ACTIVITY. Every record that follows needs to be written out again, exactly.

(Referring expression pointing data)
┄┄┄┄┄┄
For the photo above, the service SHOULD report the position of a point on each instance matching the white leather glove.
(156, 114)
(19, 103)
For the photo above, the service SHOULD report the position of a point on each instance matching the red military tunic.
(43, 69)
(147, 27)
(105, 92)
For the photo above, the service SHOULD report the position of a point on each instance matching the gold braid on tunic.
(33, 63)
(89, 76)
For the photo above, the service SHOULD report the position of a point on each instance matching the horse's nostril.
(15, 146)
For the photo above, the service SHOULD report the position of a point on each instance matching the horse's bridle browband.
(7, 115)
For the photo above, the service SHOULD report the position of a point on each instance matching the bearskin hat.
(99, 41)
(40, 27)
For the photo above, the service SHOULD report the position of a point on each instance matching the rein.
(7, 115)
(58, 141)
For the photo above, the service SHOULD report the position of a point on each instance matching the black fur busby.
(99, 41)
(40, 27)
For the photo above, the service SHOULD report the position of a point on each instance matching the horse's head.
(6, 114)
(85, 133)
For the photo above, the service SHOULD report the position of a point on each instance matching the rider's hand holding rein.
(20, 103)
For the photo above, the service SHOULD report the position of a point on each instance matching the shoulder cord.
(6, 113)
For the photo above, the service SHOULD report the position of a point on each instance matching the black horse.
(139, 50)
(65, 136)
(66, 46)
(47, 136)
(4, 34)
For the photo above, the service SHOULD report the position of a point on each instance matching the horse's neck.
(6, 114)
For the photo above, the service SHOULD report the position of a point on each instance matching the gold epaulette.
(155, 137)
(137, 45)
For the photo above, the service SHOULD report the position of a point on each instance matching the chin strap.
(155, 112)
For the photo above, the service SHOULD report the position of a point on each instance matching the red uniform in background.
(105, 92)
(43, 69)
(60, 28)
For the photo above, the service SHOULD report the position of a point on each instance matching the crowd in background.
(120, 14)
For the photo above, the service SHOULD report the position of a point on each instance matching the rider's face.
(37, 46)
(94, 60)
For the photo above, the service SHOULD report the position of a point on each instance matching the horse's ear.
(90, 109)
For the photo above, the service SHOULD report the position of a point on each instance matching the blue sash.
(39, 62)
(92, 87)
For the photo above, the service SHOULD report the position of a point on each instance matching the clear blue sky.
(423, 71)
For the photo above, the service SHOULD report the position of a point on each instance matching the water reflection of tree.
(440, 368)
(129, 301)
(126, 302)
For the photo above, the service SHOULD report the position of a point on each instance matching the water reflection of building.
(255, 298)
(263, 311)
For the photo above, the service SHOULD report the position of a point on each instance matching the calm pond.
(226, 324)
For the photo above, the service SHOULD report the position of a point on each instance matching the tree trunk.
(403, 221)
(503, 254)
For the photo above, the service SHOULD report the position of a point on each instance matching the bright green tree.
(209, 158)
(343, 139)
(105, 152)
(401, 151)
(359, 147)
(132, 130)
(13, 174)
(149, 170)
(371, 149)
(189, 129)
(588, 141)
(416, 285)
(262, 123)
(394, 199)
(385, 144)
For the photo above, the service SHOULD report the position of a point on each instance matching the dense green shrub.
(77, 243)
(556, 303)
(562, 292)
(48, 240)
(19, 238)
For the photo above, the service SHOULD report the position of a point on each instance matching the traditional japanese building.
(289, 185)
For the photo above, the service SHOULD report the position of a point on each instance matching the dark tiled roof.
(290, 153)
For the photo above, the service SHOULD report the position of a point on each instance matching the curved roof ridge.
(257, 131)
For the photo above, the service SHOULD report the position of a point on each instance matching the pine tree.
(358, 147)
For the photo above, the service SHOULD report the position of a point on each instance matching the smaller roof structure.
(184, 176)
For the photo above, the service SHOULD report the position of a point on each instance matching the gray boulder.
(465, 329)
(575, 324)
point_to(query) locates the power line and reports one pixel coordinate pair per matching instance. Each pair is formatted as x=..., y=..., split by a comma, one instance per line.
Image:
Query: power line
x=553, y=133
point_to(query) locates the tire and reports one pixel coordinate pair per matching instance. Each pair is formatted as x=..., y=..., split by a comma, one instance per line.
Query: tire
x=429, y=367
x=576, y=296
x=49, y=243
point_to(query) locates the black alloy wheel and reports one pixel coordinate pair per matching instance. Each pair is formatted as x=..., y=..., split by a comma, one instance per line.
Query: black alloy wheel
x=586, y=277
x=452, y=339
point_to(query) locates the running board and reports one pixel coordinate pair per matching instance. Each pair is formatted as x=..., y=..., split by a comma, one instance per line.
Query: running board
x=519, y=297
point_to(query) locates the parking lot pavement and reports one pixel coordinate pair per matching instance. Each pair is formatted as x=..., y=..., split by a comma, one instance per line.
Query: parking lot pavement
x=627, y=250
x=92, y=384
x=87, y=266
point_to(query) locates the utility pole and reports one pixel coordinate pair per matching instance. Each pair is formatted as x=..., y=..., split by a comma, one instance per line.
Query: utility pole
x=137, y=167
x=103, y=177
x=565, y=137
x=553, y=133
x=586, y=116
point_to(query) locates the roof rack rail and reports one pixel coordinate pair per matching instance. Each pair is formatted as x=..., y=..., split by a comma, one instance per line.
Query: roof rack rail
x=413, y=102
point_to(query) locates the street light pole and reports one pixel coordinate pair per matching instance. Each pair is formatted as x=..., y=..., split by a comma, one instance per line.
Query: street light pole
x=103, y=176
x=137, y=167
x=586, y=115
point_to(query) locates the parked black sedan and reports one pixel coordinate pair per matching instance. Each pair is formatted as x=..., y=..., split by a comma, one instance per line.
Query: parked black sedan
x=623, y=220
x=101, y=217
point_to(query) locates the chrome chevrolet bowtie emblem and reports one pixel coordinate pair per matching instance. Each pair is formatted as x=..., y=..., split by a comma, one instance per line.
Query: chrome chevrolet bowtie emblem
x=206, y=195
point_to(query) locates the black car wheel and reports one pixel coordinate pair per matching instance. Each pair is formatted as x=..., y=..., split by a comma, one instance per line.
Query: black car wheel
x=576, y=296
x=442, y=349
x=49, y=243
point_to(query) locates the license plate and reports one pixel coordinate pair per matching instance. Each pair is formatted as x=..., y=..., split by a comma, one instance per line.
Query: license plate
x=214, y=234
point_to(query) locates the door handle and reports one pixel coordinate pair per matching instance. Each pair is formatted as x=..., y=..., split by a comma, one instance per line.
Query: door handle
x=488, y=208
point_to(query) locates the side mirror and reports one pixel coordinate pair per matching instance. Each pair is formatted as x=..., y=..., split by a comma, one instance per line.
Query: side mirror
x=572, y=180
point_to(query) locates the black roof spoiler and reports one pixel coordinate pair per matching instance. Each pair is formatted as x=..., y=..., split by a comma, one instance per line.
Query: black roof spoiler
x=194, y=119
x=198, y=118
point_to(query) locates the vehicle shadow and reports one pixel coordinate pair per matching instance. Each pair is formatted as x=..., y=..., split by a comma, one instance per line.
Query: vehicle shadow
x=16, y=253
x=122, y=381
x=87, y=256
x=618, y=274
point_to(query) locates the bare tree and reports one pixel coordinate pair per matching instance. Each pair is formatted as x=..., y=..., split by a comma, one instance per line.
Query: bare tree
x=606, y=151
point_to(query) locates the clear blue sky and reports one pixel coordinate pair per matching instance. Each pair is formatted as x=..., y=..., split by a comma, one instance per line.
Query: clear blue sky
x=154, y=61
┄┄┄┄┄┄
FINAL ANSWER.
For the photo above, the service SHOULD report the position of a point on each instance matching the white leather glove.
(156, 114)
(19, 103)
For the photo above, the service SHOULD report the position of a point on each instance matching the red military tunic.
(43, 69)
(147, 27)
(105, 92)
For the photo above, the service SHOULD report the position of a point on each instance matching the gold braid on tunic.
(33, 63)
(89, 76)
For the photo above, the service SHOULD report the position of a point on each instance matching the horse's nostril.
(15, 146)
For the photo above, the service SHOULD report the position of a point on each instance matching the horse's bridle browband.
(7, 115)
For the photo above, the service SHOULD report the position of a point on each instance matching the bearskin hat.
(99, 41)
(40, 27)
For the photo above, the service SHOULD report the position of a point on each instance matching the rein.
(7, 115)
(58, 141)
For the photo above, the service SHOULD report the position of a point on each instance matching the black fur busby.
(99, 41)
(40, 27)
For the photo above, the service SHOULD report the position of a point on each instance matching the horse's head.
(6, 114)
(85, 133)
For the photo above, the service SHOULD report the position of a point on each instance matching the rider's hand holding rein.
(20, 103)
For the photo above, the service SHOULD report the position of a point on each instance matching the shoulder cord.
(6, 113)
For the photo above, the service SHOULD report the position of a point on each instance matching the black horse.
(139, 50)
(65, 136)
(66, 46)
(47, 136)
(4, 34)
For the photo above, the service SHOULD report the position of a point on each instance matching the horse's neck.
(6, 114)
For the photo above, the service SHOULD report the position of a point on each instance matching the gold epaulette.
(155, 137)
(137, 45)
For the photo above, the service SHOULD report the position of a point on each instance matching the chin strap.
(155, 112)
For the photo above, the service SHOULD report the position of a point on each instance matching the red uniform in background.
(105, 92)
(43, 69)
(60, 28)
For the photo above, the service SHOULD report the position of a point on each instance matching the crowd in background.
(120, 14)
For the photo above, the service SHOULD report the position of a point on each instance matching the rider's face.
(37, 46)
(94, 60)
For the photo above, the service SHOULD report the position of a point on each instance matching the horse's ear.
(90, 109)
For the photo above, the service SHOULD report the position of a point on each instance matching the blue sash.
(39, 62)
(92, 87)
For the photo above, the service SHOULD report the position of a point on each instance matching the clear blue sky.
(423, 71)
For the photo above, the service SHOULD report the position of a point on each instance matching the water reflection of tree.
(440, 368)
(129, 301)
(126, 302)
For the photo above, the service SHOULD report the position of a point on each instance matching the water reflection of building.
(255, 298)
(263, 311)
For the photo above, the service SHOULD report the position of a point on each instance matching the calm pond.
(226, 324)
For the photo above, the service SHOULD report the position of a point on each instance matching the tree trunk.
(403, 221)
(503, 254)
For the photo above, the service SHOULD report the position of a point on each instance matching the bright green tree.
(209, 158)
(343, 139)
(105, 152)
(401, 151)
(359, 147)
(132, 130)
(13, 174)
(149, 170)
(371, 149)
(189, 129)
(588, 141)
(416, 285)
(262, 123)
(394, 199)
(385, 144)
For the photo above, the service SHOULD report the position of a point on each instance matching the dense green shrub.
(77, 243)
(556, 303)
(562, 292)
(48, 240)
(19, 238)
For the photo above, the service SHOULD report the position of a point on each instance matching the traditional japanese building.
(289, 185)
For the photo above, the service SHOULD report the position of a point on each instance matching the dark tiled roof.
(290, 153)
For the photo above, the service SHOULD report the position of a point on each instance matching the curved roof ridge.
(257, 131)
For the photo above, the service SHOULD report the position of a point on each instance matching the pine tree.
(358, 147)
For the photo above, the service SHOULD report the position of a point on each instance matching the smaller roof structure.
(184, 176)
For the photo above, the service SHOULD report the position of a point on each instance matching the gray boulder.
(465, 329)
(575, 324)
point_to(query) locates the power line and reports one pixel coordinate pair per matching instance. Each pair is formatted as x=..., y=..., split by a comma, one instance per line.
Image:
Query: power line
x=553, y=133
point_to(query) locates the tire and reports one pixel coordinate pair per matching instance. Each pair is formatted as x=..., y=..., split by a comma, one instance per line.
Query: tire
x=429, y=367
x=576, y=296
x=49, y=243
point_to(query) locates the black alloy wheel and reports one pixel coordinate pair per matching instance. Each pair is formatted as x=..., y=..., split by a comma, one instance per line.
Query: black alloy wheel
x=586, y=277
x=452, y=339
point_to(query) locates the running board and reports one pixel coordinate pair per matching instance. Each pair is formatted as x=..., y=..., split by a comma, one instance per line.
Query: running board
x=519, y=297
point_to(query) locates the parking lot pavement and reports one pixel coordinate pair per matching instance. Each pair is formatted as x=..., y=..., split by a comma, one instance per line.
Query: parking lot pavement
x=627, y=250
x=92, y=384
x=87, y=266
point_to(query) locates the utility pole and reports one pixel coordinate pair per matching instance. Each pair is formatted as x=..., y=..., split by a comma, one instance per line.
Query: utility pole
x=137, y=167
x=103, y=177
x=565, y=137
x=553, y=133
x=586, y=116
point_to(query) locates the roof rack rail and reports one pixel coordinate pair per matching instance. Each pair is formatted as x=..., y=..., split by a comma, one instance per line.
Query: roof rack rail
x=413, y=102
point_to(query) locates the street light pole and reports one pixel coordinate pair per matching instance. Each pair is formatted as x=..., y=..., split by a comma, one instance per line.
Query: street light pole
x=103, y=176
x=137, y=167
x=586, y=115
point_to(query) locates the parked black sedan and reports one pixel coordinate pair per matching instance. Each pair is formatted as x=..., y=..., split by a comma, one instance per line.
Query: parked black sedan
x=623, y=220
x=101, y=217
point_to(query) locates the chrome chevrolet bowtie emblem and reports one pixel coordinate pair per matching instance. Each pair is formatted as x=..., y=..., split by a comma, one instance per line.
Query: chrome chevrolet bowtie emblem
x=206, y=195
point_to(query) locates the black car wheel and reports one pixel coordinate pair per matching instance. Each pair is formatted as x=..., y=..., split by a comma, one instance per line.
Query: black car wheel
x=576, y=296
x=442, y=349
x=49, y=243
point_to(query) locates the license plate and reports one pixel coordinate pair per matching instance. Each pair is formatted as x=..., y=..., split by a comma, one instance per line.
Query: license plate
x=214, y=234
point_to(query) locates the door handle and reports one pixel coordinate pair per matching instance. Each pair is formatted as x=..., y=..., split by a comma, one instance per line.
Query: door handle
x=488, y=208
point_to(query) locates the side mirror and reports one pixel coordinate pair per matching instance. Each pair is formatted as x=..., y=..., split by a comma, one instance per line.
Query: side mirror
x=572, y=180
point_to(query) locates the black roof spoiler and reports one pixel coordinate pair per matching instance. Each pair is formatted as x=..., y=..., split by a comma, one instance per line.
Query: black roof spoiler
x=194, y=119
x=198, y=118
point_to(query) locates the vehicle shadow and reports one pixel coordinate pair per matching instance. Each pair is formatted as x=..., y=..., split by a comma, one instance per line.
Query: vehicle shadow
x=16, y=253
x=122, y=381
x=87, y=256
x=618, y=274
point_to(query) locates the bare tree and reports one pixel coordinate pair per matching instance. Each pair is formatted as x=..., y=..., split by a comma, one instance per line.
Query: bare tree
x=606, y=151
point_to(query) locates the clear blue sky and reports one pixel coordinate pair per matching instance. Each pair is formatted as x=..., y=..., split by a comma, one instance per line.
Query: clear blue sky
x=154, y=61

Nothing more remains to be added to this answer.